The records:

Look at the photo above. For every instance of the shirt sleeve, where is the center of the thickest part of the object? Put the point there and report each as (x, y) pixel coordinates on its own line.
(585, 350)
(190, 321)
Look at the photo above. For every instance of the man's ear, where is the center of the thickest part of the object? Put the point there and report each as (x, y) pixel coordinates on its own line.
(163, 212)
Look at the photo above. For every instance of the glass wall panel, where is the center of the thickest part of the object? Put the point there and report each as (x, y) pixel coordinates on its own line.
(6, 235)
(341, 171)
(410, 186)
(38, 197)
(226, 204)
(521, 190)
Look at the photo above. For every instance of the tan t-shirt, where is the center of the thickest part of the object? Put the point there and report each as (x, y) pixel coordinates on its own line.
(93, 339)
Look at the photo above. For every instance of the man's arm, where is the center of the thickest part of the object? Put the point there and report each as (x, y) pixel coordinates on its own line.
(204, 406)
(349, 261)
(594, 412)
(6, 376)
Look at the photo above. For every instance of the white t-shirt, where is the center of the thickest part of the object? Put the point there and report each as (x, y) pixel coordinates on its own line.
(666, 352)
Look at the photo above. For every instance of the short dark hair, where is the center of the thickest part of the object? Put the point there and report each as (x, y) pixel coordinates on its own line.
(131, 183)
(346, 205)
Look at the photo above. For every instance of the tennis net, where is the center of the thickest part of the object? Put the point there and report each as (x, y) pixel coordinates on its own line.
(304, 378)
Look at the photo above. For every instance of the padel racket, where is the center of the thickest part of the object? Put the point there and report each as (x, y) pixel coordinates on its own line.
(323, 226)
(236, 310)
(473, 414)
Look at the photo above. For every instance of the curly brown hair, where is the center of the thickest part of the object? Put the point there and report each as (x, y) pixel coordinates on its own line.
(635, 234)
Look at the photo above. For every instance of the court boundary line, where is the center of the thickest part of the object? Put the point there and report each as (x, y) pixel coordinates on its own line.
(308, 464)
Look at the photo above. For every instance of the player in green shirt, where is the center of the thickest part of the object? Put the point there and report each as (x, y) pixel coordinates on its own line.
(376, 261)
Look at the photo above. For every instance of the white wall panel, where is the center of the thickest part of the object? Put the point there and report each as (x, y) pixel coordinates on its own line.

Short task: Recast all the records above as a Markdown table with two columns, Row and Line, giving each line a row number and leaving out blank lines.

Written response:
| Row | Line |
|---|---|
| 1 | Look at the photo above. For every instance of the shirt sleeve, where is the center of the thickest part of the object? Put the point there and report each as (x, y) pixel coordinates on its own line. |
| 2 | (585, 350) |
| 3 | (190, 321) |
| 4 | Look at the photo above. For every instance of the man's ear, where is the center of the thickest part of the object? Put the point there and report each as (x, y) pixel coordinates on its own line. |
| 5 | (163, 212) |
| 6 | Look at the photo above. For every instance of the glass wall panel, where is the center of the thickest part of the object? Put the point there and report each as (x, y) pixel coordinates on its own line. |
| 7 | (6, 235) |
| 8 | (341, 171) |
| 9 | (410, 186) |
| 10 | (38, 197) |
| 11 | (226, 204) |
| 12 | (521, 190) |
| 13 | Look at the photo above. For every instance of the tan t-shirt, where is the center of the thickest part of the object? Put the point there and report each as (x, y) pixel coordinates on its own line. |
| 14 | (93, 339) |
| 15 | Look at the photo above. For every instance of the man's arm, where is the center of the thickest part of the object? Put the point there and report each as (x, y) pixel coordinates on its own line. |
| 16 | (204, 406) |
| 17 | (349, 261) |
| 18 | (594, 412) |
| 19 | (6, 376) |
| 20 | Look at the photo above. For every instance of the white t-shirt, where is the center of the thickest part of the object? Put the point there and report each as (x, y) pixel coordinates on its own line. |
| 21 | (666, 352) |
| 22 | Look at the photo above. For every instance of the short dark hair, where is the center of the thickest part of the object? Put the point there and report each as (x, y) pixel coordinates on its own line. |
| 23 | (131, 183) |
| 24 | (346, 205) |
| 25 | Look at the photo above. For every instance of the tennis net, where is the center of the thickest part of the object? Put the point there and report each as (x, y) pixel coordinates on its own line. |
| 26 | (304, 378) |
| 27 | Look at the photo above. For every instance of the padel racket, where is the center of the thickest part of the object? Put the point there and report each as (x, y) pixel coordinates on its own line. |
| 28 | (323, 226) |
| 29 | (236, 310) |
| 30 | (473, 414) |
| 31 | Look at the photo above. For every instance of the curly brown hair, where is the center of the thickest part of the object? Put the point there and report each as (x, y) pixel coordinates on its own line. |
| 32 | (635, 234) |
| 33 | Look at the photo above. For every instance of the court boundary line, where is the center of the thickest part of the object? Put the point there and report each as (x, y) pixel coordinates on its own line. |
| 34 | (308, 464) |
| 35 | Look at the photo above. For every instance of the player in green shirt, where is the center of the thickest part of the object? Put the point there and report each as (x, y) pixel coordinates on its own line. |
| 36 | (376, 261) |
| 37 | Look at the photo above. For every instance of the white wall panel, where is the center of the thickest part of the object? Put the point there and report each as (x, y) pixel coordinates on its own line. |